→ Image point annotation entries:

··········

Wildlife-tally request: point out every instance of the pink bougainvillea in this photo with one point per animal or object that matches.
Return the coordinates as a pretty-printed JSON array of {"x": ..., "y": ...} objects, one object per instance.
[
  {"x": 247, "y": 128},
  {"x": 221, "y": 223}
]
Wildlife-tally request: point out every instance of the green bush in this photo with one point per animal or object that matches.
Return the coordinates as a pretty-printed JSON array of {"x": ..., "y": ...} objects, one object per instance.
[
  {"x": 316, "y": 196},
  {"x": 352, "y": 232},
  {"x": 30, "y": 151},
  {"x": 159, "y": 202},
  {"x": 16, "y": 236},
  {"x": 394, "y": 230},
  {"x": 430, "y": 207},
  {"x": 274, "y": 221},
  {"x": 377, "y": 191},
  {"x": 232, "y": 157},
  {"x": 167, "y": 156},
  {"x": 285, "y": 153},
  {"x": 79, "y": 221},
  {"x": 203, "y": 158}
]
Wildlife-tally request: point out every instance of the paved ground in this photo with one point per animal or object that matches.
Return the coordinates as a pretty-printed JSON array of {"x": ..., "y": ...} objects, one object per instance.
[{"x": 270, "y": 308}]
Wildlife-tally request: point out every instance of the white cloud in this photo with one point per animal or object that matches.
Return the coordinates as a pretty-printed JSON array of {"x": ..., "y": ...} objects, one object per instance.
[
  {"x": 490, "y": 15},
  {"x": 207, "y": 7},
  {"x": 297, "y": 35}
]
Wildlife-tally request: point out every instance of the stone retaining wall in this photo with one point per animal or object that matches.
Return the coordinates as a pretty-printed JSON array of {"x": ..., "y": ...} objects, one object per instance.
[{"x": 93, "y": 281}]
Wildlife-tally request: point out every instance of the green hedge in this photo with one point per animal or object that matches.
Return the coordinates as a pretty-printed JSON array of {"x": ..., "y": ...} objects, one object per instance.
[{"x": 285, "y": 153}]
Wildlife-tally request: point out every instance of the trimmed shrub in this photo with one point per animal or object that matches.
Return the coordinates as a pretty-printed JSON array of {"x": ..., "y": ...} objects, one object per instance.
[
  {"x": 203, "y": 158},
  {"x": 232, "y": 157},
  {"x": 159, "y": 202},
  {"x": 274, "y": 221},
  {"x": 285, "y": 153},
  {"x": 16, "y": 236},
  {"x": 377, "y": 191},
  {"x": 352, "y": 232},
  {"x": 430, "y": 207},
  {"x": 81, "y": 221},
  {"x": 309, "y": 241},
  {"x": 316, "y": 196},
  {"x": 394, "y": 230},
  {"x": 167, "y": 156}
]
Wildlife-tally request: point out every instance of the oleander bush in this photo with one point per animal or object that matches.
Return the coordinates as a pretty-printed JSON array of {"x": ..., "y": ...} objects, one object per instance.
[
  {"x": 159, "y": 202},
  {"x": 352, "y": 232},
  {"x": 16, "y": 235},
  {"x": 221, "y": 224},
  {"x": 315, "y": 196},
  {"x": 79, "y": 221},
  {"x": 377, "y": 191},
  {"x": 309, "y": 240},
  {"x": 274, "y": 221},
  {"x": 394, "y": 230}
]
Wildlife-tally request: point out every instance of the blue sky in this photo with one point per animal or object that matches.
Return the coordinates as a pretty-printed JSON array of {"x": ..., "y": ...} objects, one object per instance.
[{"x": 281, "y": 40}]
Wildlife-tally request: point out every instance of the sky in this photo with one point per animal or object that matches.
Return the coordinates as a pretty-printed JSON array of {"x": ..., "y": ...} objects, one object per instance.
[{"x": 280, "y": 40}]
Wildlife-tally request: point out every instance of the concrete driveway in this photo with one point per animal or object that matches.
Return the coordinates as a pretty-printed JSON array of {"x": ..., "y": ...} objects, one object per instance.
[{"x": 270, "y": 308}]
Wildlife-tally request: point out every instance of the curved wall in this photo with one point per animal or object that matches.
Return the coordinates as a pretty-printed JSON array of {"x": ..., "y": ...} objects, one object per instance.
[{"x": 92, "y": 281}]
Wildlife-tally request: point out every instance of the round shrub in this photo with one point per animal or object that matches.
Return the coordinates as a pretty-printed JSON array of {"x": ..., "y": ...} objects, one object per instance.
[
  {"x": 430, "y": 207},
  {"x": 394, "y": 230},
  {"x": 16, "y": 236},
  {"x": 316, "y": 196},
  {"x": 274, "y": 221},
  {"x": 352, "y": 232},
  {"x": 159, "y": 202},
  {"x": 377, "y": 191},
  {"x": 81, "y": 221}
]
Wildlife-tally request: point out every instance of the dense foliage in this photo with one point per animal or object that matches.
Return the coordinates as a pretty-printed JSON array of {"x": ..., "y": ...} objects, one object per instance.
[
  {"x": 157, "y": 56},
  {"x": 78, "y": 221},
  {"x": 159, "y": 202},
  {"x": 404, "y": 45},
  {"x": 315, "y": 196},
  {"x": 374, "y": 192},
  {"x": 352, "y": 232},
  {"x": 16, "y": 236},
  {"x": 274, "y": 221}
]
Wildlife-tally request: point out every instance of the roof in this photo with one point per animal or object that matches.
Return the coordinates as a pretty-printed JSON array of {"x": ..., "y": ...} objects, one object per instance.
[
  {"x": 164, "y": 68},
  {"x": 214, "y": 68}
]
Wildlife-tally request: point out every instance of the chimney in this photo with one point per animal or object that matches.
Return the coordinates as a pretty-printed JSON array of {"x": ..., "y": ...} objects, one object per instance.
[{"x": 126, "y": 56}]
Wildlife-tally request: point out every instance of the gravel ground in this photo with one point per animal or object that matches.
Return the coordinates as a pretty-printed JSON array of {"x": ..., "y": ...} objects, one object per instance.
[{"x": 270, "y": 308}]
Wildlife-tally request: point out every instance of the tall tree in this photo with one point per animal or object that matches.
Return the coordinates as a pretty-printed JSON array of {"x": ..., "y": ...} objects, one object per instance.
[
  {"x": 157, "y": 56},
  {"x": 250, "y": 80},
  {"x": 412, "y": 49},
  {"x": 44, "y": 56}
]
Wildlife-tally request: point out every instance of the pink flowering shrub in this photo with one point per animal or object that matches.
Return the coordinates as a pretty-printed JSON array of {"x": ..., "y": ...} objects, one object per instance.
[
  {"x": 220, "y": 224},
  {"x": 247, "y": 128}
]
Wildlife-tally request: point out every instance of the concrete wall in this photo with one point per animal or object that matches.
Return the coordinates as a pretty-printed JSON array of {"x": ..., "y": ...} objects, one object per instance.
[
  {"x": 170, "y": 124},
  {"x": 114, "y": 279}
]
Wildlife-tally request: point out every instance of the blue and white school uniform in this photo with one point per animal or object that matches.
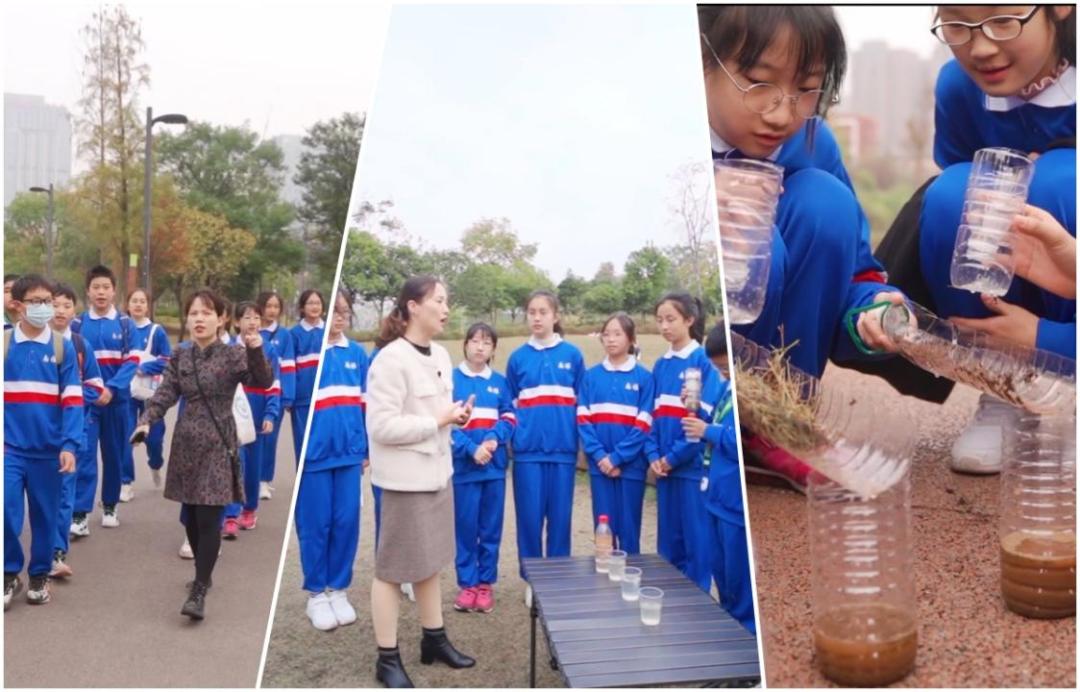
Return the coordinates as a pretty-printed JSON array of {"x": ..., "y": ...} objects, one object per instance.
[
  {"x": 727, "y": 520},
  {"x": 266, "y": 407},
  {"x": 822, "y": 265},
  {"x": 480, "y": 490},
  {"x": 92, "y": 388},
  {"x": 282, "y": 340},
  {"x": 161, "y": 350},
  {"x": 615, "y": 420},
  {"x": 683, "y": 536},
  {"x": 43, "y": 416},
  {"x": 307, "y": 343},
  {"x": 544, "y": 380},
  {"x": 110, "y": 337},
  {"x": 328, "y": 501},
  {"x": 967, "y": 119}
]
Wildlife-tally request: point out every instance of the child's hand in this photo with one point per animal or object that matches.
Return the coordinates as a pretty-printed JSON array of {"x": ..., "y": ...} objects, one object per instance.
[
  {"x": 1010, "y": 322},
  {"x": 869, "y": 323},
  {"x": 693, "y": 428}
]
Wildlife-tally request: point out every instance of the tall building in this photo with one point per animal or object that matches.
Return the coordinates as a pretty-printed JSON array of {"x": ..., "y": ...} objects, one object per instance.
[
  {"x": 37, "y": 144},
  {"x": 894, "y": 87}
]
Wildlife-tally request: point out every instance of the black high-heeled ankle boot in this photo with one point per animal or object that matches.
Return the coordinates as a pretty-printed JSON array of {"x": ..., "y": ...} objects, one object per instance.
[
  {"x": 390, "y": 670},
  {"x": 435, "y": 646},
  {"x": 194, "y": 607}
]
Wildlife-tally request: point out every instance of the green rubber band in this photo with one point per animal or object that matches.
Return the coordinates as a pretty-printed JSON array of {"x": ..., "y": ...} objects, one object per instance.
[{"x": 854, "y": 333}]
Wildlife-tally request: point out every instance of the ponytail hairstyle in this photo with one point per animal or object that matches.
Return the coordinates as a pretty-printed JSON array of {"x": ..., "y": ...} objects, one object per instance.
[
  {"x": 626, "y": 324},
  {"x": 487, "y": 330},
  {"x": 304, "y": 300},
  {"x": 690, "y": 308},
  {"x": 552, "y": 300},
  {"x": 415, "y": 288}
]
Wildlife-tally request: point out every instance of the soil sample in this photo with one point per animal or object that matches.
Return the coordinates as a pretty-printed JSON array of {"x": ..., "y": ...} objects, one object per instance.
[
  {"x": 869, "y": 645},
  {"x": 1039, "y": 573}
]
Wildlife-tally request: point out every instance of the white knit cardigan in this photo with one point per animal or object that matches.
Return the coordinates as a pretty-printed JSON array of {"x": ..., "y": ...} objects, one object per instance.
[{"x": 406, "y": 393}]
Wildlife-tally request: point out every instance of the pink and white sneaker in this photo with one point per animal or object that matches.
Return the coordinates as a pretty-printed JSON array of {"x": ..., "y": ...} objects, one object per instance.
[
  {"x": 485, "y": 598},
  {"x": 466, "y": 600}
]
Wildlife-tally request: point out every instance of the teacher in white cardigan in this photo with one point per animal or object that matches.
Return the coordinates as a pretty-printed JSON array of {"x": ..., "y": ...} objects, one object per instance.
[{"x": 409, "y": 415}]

··········

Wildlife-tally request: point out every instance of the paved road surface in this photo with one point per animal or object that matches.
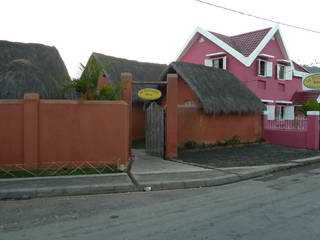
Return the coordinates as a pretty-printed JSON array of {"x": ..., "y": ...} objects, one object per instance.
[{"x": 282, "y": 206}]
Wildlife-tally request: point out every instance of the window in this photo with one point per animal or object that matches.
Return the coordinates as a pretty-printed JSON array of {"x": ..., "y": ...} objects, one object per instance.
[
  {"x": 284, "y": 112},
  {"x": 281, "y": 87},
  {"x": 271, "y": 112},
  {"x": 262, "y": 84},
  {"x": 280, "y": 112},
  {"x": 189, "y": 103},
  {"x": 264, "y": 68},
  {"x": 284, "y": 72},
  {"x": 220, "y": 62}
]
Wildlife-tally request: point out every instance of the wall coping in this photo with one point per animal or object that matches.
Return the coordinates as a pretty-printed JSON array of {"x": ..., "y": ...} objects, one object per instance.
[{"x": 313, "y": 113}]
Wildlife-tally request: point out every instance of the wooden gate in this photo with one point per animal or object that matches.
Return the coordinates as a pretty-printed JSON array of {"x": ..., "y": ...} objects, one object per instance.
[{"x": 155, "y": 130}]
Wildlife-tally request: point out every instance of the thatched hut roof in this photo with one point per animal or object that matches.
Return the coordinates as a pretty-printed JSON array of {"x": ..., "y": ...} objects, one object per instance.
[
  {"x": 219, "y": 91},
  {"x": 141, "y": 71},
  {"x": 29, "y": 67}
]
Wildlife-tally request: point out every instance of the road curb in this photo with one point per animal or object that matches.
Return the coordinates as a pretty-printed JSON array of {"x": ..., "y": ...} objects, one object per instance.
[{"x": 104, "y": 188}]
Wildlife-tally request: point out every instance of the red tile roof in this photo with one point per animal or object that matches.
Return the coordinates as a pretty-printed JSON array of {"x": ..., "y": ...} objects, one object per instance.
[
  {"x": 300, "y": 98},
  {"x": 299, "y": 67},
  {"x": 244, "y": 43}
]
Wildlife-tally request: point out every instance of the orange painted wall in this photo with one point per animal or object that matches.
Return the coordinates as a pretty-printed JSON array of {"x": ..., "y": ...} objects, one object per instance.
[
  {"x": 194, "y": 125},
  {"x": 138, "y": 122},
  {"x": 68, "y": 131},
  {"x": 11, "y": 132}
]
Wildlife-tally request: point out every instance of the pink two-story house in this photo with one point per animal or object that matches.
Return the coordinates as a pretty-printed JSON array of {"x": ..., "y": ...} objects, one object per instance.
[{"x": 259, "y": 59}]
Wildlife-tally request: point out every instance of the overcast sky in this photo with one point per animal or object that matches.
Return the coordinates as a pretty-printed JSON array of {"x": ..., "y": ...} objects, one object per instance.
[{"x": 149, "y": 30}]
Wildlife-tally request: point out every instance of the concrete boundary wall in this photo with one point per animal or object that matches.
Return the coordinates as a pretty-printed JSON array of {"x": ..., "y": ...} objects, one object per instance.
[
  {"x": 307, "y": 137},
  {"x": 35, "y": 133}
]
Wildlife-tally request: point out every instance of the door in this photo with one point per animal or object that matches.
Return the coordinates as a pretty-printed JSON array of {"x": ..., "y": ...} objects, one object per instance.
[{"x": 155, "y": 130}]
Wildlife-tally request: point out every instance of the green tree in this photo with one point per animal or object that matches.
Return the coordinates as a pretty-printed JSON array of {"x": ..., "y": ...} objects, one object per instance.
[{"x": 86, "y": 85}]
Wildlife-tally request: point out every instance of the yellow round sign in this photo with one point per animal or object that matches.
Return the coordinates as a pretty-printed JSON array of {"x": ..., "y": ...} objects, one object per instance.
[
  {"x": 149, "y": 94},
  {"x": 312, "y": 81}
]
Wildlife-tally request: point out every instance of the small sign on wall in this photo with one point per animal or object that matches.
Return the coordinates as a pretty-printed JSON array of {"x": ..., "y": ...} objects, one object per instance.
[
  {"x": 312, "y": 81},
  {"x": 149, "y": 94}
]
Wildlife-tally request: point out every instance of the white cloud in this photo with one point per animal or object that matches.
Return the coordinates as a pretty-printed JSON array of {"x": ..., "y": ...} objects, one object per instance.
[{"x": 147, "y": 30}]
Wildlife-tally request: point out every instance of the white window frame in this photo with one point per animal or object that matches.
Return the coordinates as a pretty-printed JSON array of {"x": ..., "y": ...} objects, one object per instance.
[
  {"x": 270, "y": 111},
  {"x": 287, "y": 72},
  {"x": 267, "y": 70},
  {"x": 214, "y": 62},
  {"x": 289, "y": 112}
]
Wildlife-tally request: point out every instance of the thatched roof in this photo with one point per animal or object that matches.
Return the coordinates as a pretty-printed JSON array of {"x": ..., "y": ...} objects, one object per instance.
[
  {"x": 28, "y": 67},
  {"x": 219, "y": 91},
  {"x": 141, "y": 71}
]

··········

→ To do:
Find every line in the items above that contains the word "blue", paying attention to case, and copy each of those lines.

→ Response to the task:
Wildlife-tally request: point out every instance of the blue sky in this photo with one point per animal or object that matches.
Wildlife-tally request: point out every instance of the blue and white school uniform in this photo with one point per animal or object that matches.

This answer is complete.